* [Given text]
Content starts
Nursing Homes - Facility Characteristics
A nursing facility (NF) is a facility that has met Medicaid certification requirements. A skilled nursing facility (SNF) is one that has met Medicare certification requirements. Facilities that are part of hospitals and intermediate-care facilities for the mentally retarded (ICF-MR) are not included in this discussion.
In 1998, there were about 17,000 nursing facilities containing approximately 1.8 million beds and 1.6 million elderly and disabled residents in the United States. Six states—California, Illinois, New York, Ohio, Pennsylvania, and Texas—accounted for 37 percent of all nursing-facility beds (over 640,000 beds). Texas had the most nursing-facility beds (122,365). The total number of nursing facilities (and the number of licensed beds) fell slightly between 1998 and 1999. Nationwide, there were 49.7 beds per 1,000 persons age sixty-five or older in 1999, a drop of 4.2 percent from 51.9 beds in 1998. The average size of a nursing facility in 1997 was 107 beds. For the thirty-three largest chain-owned facilities, the average number of beds per facility in 1999 was 109, which was a 5.1 percent drop from the average of 115 beds in 1998.
Content ends
Records from a data source
Content starts
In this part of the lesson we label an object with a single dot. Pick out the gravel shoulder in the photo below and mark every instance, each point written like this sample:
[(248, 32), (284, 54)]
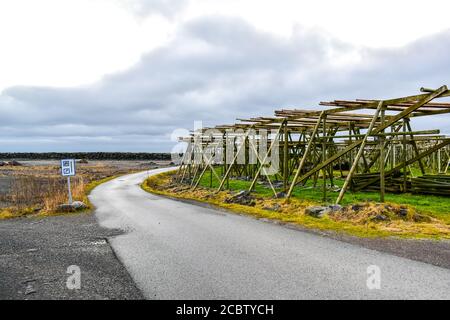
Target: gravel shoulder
[(36, 252)]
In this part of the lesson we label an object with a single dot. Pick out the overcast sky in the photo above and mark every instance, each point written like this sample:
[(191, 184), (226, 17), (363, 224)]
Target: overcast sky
[(121, 75)]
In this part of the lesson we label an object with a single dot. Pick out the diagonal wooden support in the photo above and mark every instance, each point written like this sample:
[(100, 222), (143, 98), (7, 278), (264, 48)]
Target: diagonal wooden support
[(262, 162), (358, 155), (305, 155), (208, 165), (227, 173), (409, 162)]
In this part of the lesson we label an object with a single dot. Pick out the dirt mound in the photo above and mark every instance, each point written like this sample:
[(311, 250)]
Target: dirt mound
[(243, 198), (377, 212)]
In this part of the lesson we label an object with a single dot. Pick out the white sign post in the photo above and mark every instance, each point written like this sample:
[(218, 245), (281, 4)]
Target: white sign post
[(68, 170)]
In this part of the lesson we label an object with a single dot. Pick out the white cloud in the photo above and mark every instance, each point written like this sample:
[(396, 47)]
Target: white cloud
[(71, 42)]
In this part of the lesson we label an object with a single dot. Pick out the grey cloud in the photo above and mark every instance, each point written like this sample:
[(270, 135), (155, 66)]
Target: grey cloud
[(168, 8), (216, 69)]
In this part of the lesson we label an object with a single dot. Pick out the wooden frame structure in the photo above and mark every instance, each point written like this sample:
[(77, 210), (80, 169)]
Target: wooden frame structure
[(370, 142)]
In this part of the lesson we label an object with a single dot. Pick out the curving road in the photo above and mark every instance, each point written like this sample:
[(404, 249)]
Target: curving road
[(175, 250)]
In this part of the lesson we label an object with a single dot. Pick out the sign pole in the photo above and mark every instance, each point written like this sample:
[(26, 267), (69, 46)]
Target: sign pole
[(70, 191), (68, 170)]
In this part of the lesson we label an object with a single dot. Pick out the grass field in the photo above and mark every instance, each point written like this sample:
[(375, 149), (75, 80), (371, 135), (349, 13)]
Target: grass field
[(36, 187), (435, 209)]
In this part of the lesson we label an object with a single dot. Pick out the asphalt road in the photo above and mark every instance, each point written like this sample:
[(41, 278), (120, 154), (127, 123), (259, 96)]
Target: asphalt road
[(175, 250), (36, 252)]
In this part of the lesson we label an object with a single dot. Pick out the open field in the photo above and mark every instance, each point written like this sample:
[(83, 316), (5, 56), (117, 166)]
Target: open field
[(36, 186), (405, 215)]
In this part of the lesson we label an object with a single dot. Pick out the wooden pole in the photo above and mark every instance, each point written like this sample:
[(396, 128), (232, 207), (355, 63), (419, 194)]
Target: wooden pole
[(358, 155), (382, 177)]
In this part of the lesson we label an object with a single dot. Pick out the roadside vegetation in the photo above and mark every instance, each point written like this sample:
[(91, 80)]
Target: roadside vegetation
[(39, 189), (402, 215)]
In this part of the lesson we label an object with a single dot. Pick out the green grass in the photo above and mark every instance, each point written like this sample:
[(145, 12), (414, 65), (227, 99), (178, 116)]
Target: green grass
[(293, 212), (437, 206)]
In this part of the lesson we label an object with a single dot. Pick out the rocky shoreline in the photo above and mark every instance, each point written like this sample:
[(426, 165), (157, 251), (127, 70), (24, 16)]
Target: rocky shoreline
[(85, 155)]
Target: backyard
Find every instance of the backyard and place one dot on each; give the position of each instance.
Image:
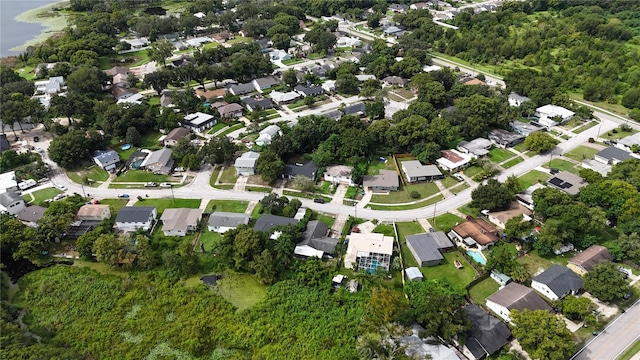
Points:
(162, 204)
(532, 177)
(236, 206)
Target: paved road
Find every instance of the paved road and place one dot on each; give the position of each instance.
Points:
(614, 340)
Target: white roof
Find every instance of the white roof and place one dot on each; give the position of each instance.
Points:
(554, 110)
(8, 180)
(198, 118)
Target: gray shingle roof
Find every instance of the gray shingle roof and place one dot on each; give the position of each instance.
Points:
(560, 279)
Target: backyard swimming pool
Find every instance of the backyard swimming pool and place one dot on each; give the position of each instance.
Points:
(477, 257)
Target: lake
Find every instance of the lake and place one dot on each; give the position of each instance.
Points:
(15, 33)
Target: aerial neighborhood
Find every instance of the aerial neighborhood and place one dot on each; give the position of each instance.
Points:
(323, 180)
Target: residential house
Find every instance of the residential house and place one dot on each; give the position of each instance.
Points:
(588, 258)
(265, 83)
(386, 180)
(414, 274)
(477, 147)
(487, 334)
(515, 209)
(395, 81)
(266, 222)
(181, 221)
(369, 252)
(612, 155)
(199, 121)
(475, 232)
(282, 98)
(504, 139)
(416, 172)
(525, 129)
(133, 218)
(254, 104)
(557, 282)
(30, 215)
(338, 174)
(515, 297)
(93, 212)
(517, 100)
(567, 182)
(232, 110)
(552, 115)
(629, 143)
(315, 241)
(107, 160)
(246, 164)
(221, 222)
(242, 89)
(305, 90)
(453, 160)
(525, 198)
(427, 248)
(267, 134)
(307, 169)
(159, 161)
(51, 86)
(175, 135)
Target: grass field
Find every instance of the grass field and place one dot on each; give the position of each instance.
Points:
(532, 178)
(481, 291)
(227, 206)
(445, 222)
(512, 162)
(499, 155)
(229, 175)
(402, 196)
(41, 195)
(140, 176)
(562, 165)
(162, 204)
(417, 205)
(580, 153)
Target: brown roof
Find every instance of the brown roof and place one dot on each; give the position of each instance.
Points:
(518, 297)
(478, 229)
(211, 94)
(177, 134)
(591, 256)
(91, 210)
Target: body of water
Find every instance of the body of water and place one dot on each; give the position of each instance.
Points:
(14, 33)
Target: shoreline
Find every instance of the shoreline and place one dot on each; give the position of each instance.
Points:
(53, 22)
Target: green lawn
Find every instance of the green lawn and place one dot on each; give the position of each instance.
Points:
(417, 205)
(162, 204)
(238, 206)
(562, 165)
(140, 176)
(581, 153)
(402, 196)
(481, 291)
(532, 178)
(41, 195)
(229, 175)
(445, 222)
(114, 205)
(499, 155)
(512, 162)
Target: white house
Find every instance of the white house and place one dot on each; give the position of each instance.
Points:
(267, 134)
(338, 174)
(552, 115)
(557, 282)
(132, 218)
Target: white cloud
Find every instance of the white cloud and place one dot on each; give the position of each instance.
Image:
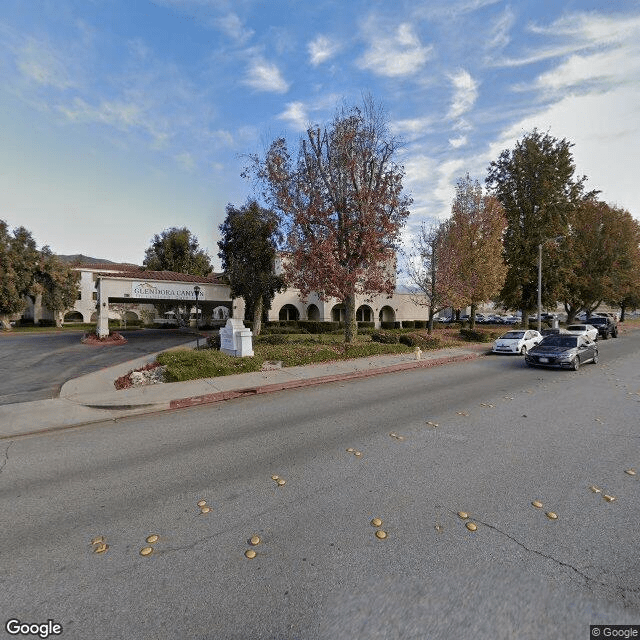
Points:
(456, 143)
(499, 33)
(399, 54)
(186, 161)
(118, 114)
(450, 9)
(322, 49)
(412, 128)
(232, 25)
(465, 93)
(296, 114)
(39, 61)
(605, 128)
(265, 76)
(583, 32)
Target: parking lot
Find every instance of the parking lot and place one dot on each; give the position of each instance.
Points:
(33, 366)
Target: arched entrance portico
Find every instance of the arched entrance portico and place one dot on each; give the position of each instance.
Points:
(364, 313)
(162, 288)
(387, 314)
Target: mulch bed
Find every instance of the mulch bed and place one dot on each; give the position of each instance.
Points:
(112, 339)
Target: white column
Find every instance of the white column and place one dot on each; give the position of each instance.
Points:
(102, 330)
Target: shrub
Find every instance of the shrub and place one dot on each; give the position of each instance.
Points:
(366, 331)
(410, 339)
(273, 330)
(271, 338)
(418, 340)
(213, 342)
(384, 338)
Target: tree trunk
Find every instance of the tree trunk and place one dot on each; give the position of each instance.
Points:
(430, 323)
(350, 325)
(257, 317)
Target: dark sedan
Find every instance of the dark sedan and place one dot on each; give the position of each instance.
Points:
(563, 351)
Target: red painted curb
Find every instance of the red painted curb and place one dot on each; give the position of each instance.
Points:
(293, 384)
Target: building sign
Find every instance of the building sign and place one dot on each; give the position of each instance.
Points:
(165, 291)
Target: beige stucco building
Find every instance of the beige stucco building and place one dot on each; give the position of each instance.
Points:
(126, 292)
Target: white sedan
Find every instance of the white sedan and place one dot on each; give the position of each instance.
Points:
(517, 342)
(583, 330)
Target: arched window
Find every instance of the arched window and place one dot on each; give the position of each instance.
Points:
(289, 312)
(364, 313)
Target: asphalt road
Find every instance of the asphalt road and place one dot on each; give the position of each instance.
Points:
(34, 366)
(487, 437)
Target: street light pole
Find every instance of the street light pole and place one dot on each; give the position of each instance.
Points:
(196, 290)
(539, 287)
(540, 278)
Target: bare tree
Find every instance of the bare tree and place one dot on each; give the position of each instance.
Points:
(342, 206)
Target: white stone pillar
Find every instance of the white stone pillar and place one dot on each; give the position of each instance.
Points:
(102, 330)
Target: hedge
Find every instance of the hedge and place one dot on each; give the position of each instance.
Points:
(384, 338)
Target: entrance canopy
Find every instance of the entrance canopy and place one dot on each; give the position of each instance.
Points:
(149, 287)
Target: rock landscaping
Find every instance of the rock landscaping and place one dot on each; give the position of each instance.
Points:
(153, 373)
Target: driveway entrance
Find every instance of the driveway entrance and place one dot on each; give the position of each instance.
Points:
(34, 366)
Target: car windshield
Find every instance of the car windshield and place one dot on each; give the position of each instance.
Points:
(568, 342)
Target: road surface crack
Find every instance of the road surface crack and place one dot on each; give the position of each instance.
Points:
(6, 456)
(582, 574)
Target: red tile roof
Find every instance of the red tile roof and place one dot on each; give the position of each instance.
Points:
(213, 278)
(107, 266)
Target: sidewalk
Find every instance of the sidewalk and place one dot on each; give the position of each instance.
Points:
(93, 398)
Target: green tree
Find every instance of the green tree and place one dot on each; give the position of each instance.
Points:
(57, 282)
(472, 270)
(536, 186)
(248, 246)
(601, 257)
(342, 205)
(18, 258)
(177, 250)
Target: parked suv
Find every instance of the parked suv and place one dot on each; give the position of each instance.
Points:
(606, 326)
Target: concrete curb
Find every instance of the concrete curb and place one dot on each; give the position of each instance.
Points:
(308, 382)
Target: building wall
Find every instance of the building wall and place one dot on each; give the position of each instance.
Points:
(400, 306)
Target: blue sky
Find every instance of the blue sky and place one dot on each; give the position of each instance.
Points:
(121, 118)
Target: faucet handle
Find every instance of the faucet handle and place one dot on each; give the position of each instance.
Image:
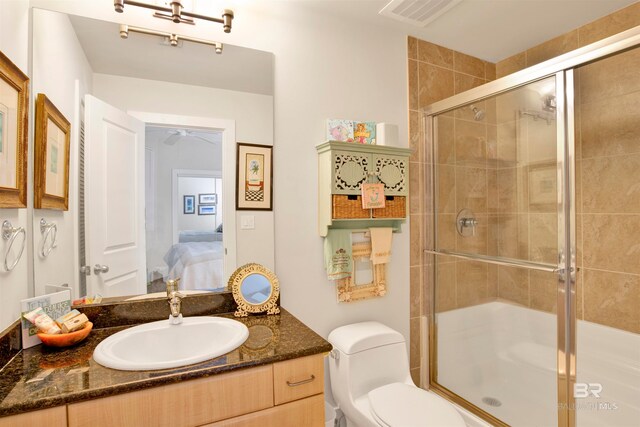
Content ends
* [Exercise set]
(A) Decide whether each statement agrees with the nursing homes text above, answering yes or no and quoting the deciding words of the text: (i) Texas had more nursing-facility beds than any other state. (ii) The total number of nursing facilities rose between 1998 and 1999. (iii) A skilled nursing facility is one that has met Medicaid certification requirements.
(B) Please repeat the stretch of the nursing homes text from "In 1998, there" through "115 beds in 1998.".

* [Set of answers]
(A)
(i) Yes: "Texas had the most nursing-facility beds (122,365)."
(ii) No: "The total number of nursing facilities (and the number of licensed beds) fell slightly between 1998 and 1999."
(iii) No: "A skilled nursing facility (SNF) is one that has met Medicare certification requirements."

(B)
In 1998, there were about 17,000 nursing facilities containing approximately 1.8 million beds and 1.6 million elderly and disabled residents in the United States. Six states—California, Illinois, New York, Ohio, Pennsylvania, and Texas—accounted for 37 percent of all nursing-facility beds (over 640,000 beds). Texas had the most nursing-facility beds (122,365). The total number of nursing facilities (and the number of licensed beds) fell slightly between 1998 and 1999. Nationwide, there were 49.7 beds per 1,000 persons age sixty-five or older in 1999, a drop of 4.2 percent from 51.9 beds in 1998. The average size of a nursing facility in 1997 was 107 beds. For the thirty-three largest chain-owned facilities, the average number of beds per facility in 1999 was 109, which was a 5.1 percent drop from the average of 115 beds in 1998.